[Data items]
• • • •

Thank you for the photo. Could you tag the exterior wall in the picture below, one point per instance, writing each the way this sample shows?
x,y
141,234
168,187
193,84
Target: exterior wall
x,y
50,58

• • • •

(TASK DETAILS):
Reproduce every entry above in full, requests included, and scale the point coordinates in each answer by 0.25, rounding to the nearest whole number with halves rounded up. Leave the requests and their sample coordinates unchanged.

(EXPECTED ANSWER):
Thank you for the photo. Could you tag the exterior wall in the picture below, one point per instance, writing each the way this sample shows?
x,y
141,234
168,187
193,84
Target: exterior wall
x,y
13,15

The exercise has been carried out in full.